### [WHAT TO DO]
1. In the Skinplex article, list every application given in the sentence that begins "Some examples include."
2. Copy word for word the part of the Skinplex article starting with "MUNICH A German" and going on through "opened, for example.".

*** Opening EXCERPTED PASSAGE ***

MUNICH A German startup company has developed a possible alternative to short-range communications technologies such as RFID, Bluetooth and Near Field Communications (NFC). In contrast to those processes, the company's Skinplex technology uses human skin as a transmission medium.
Skinplex technology could be used between an identifier worn on the user's body and a receiver integrated into a car, for example. A distinct code is transmitted through touch, the receiver recognizes its dedicated, authorized sender, and the car door is opened, for example.
Skinplex technology uses certain electrical specifics inherent to human skin for the transmission. "Skin's resistance includes a real part and an imaginary part," stated Stefan Donat, Ident Technology AG's chief operating officer. "For our data transfer we use a frequency with which the imaginary part disappears." Skinplex transmissions operate at 195 kHz, which is one one of several of these kinds of license-free frequencies.
In operation, when the bearer of the identifier touches the receiver, the transmission is activated. A current of 30 nanoamperes flows across the bearer's skin a process which Donat asserted is completely safe for the bearer. Despite the signal's low level, Donat stated that the security of the transmission using Skinplex technology is better than that of competing transmission processes. Prototypes have transmitted a 128-bit code at 9600 baud clearly identifying the bearer.
Devices can also be set so that they respond not only during direct contact, but also if they are simply in the vicinity via a capacitive link. The maximum distance that could be bridged is about 50 centimeters, which is a clear "range advantage" over RFID and NFC, Donat says.
"Essentially, all applications that require the presence of a certain authorized person can be implemented with it," Donat explained. Some examples include unlocking car doors; car anti-theft devices; clearance for computer use; theft protection for cell phones, cameras, or other portable electronic devices; and the unlocking of security devices of all kinds.
Medical technology applications, such as the wireless implementation of ECG devices, are also being contemplated.

*** Closing EXCERPTED PASSAGE ***
*** Opening INFORMATION SHOWN ***

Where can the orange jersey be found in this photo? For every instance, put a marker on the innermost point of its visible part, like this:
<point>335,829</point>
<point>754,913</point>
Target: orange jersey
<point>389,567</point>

*** Closing INFORMATION SHOWN ***

### [OUTPUTS BY TASK]
1.
- Unlocking car doors
- Car anti-theft devices
- Clearance for computer use
- Theft protection for cell phones, cameras, or other portable electronic devices
- The unlocking of security devices of all kinds

2.
MUNICH A German startup company has developed a possible alternative to short-range communications technologies such as RFID, Bluetooth and Near Field Communications (NFC). In contrast to those processes, the company's Skinplex technology uses human skin as a transmission medium.
Skinplex technology could be used between an identifier worn on the user's body and a receiver integrated into a car, for example. A distinct code is transmitted through touch, the receiver recognizes its dedicated, authorized sender, and the car door is opened, for example.